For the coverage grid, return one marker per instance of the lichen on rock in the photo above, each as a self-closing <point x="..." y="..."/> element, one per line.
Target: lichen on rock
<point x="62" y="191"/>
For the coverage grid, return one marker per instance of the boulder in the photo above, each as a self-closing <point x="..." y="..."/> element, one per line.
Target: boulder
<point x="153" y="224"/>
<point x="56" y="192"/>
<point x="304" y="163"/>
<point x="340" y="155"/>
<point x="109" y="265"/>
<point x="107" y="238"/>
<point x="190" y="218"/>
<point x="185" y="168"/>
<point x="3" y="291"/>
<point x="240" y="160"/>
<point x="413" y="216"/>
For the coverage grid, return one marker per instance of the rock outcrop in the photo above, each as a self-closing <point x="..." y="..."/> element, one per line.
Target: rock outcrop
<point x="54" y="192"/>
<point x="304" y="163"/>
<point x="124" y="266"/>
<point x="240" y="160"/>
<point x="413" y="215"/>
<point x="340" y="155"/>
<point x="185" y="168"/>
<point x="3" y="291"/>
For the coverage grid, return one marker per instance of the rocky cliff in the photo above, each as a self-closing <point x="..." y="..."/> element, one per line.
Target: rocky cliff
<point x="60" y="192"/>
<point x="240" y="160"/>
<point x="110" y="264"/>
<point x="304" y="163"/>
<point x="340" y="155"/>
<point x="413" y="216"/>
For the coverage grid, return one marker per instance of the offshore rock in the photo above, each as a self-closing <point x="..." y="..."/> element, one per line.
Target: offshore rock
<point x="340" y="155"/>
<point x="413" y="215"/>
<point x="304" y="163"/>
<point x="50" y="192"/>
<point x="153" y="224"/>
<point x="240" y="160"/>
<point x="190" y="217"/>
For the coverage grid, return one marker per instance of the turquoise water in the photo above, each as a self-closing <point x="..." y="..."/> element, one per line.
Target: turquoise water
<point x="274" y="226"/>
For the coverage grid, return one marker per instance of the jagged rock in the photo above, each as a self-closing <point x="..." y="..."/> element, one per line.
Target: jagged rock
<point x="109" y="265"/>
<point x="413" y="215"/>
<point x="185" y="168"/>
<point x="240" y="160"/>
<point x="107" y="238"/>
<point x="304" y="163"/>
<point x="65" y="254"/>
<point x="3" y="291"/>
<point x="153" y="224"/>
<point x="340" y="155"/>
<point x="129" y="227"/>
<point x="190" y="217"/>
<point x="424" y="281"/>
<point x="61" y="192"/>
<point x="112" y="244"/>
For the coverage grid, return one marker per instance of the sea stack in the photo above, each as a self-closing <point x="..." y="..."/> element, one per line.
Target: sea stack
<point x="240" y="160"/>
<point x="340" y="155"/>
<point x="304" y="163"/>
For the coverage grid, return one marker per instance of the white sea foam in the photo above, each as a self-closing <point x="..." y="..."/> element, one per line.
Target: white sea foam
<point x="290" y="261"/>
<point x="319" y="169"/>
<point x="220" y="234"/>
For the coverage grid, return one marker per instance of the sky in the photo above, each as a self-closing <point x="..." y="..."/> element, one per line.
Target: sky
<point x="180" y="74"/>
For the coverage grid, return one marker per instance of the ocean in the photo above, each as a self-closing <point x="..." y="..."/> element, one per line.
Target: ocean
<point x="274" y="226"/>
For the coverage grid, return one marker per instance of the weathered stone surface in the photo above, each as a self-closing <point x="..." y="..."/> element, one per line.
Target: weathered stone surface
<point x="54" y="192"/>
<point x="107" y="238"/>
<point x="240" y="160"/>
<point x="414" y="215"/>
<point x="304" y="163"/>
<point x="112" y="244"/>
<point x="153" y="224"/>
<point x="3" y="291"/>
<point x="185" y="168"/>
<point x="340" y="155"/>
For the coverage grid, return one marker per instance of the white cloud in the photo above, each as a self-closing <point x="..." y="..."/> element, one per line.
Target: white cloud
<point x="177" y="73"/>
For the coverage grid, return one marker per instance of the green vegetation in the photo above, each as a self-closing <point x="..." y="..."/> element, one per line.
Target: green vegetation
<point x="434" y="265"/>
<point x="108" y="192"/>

————

| Problem |
Leave out every line above except those from the line with "the sea stack" up to and including the line with "of the weathered", and copy those exactly.

| Answer section |
For the coverage grid, return one marker per instance of the sea stack in the photo above, each as a self-closing <point x="..." y="..."/> element, one per line.
Target: sea stack
<point x="240" y="160"/>
<point x="340" y="155"/>
<point x="304" y="163"/>
For the coverage grid, return one marker per instance of the white sea foam in the photo above, each as a self-closing <point x="..." y="..."/> element, one per line.
Target: white sea foam
<point x="290" y="261"/>
<point x="319" y="169"/>
<point x="220" y="234"/>
For the coverage grid, return one marker per instance of the sky in the photo above, each as a self-closing <point x="..." y="..."/> element, one per line.
Target: sky
<point x="180" y="74"/>
For the coverage grid, return one marker per instance of the ocean in the photo above, each as a self-closing <point x="..." y="..."/> element, one per line.
Target: ocean
<point x="274" y="226"/>
For the coverage grid, return one marker per instance of the weathered stone surface in the photo above, each as a self-closing <point x="..." y="..."/> element, one per line.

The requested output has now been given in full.